Description of the task: Copy every line of the rows below character for character, omitting the pictures.

Recorded data:
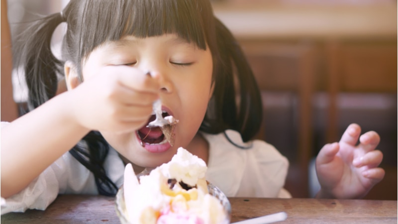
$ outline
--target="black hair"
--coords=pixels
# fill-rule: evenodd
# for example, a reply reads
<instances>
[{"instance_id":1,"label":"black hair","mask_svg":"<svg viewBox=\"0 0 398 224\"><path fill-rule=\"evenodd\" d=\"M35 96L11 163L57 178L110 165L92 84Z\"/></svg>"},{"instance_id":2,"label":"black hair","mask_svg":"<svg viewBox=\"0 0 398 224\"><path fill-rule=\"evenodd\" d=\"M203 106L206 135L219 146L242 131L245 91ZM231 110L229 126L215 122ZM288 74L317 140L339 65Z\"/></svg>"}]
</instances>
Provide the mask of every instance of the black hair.
<instances>
[{"instance_id":1,"label":"black hair","mask_svg":"<svg viewBox=\"0 0 398 224\"><path fill-rule=\"evenodd\" d=\"M61 60L52 53L50 41L63 22L67 28ZM25 73L29 110L55 95L65 61L75 64L82 82L84 60L101 44L126 35L165 33L175 33L200 49L208 46L211 52L214 92L199 130L218 133L232 129L244 141L252 138L262 119L260 92L242 49L214 17L208 0L71 0L61 13L35 21L16 44L14 65L22 65ZM113 195L117 187L103 166L109 149L100 132L91 131L70 153L93 173L100 194Z\"/></svg>"}]
</instances>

Task solution:
$ outline
--target="black hair"
--coords=pixels
# fill-rule: evenodd
# for example, a reply reads
<instances>
[{"instance_id":1,"label":"black hair","mask_svg":"<svg viewBox=\"0 0 398 224\"><path fill-rule=\"evenodd\" d=\"M35 96L11 163L57 178L110 165L92 84Z\"/></svg>"},{"instance_id":2,"label":"black hair","mask_svg":"<svg viewBox=\"0 0 398 224\"><path fill-rule=\"evenodd\" d=\"M203 106L206 135L219 146L242 131L245 91ZM231 110L229 126L215 122ZM288 74L317 140L339 65Z\"/></svg>"}]
</instances>
Provide the mask of every instance of the black hair.
<instances>
[{"instance_id":1,"label":"black hair","mask_svg":"<svg viewBox=\"0 0 398 224\"><path fill-rule=\"evenodd\" d=\"M61 60L52 53L50 41L63 22L67 28ZM25 73L29 110L55 95L65 61L75 64L82 82L84 60L101 44L126 35L165 33L175 33L200 49L208 46L211 52L214 92L199 130L218 133L232 129L244 141L252 138L262 119L260 92L242 49L214 17L208 0L71 0L61 13L35 21L16 44L14 65L22 65ZM113 195L117 187L103 166L109 149L100 132L91 131L70 153L93 173L100 194Z\"/></svg>"}]
</instances>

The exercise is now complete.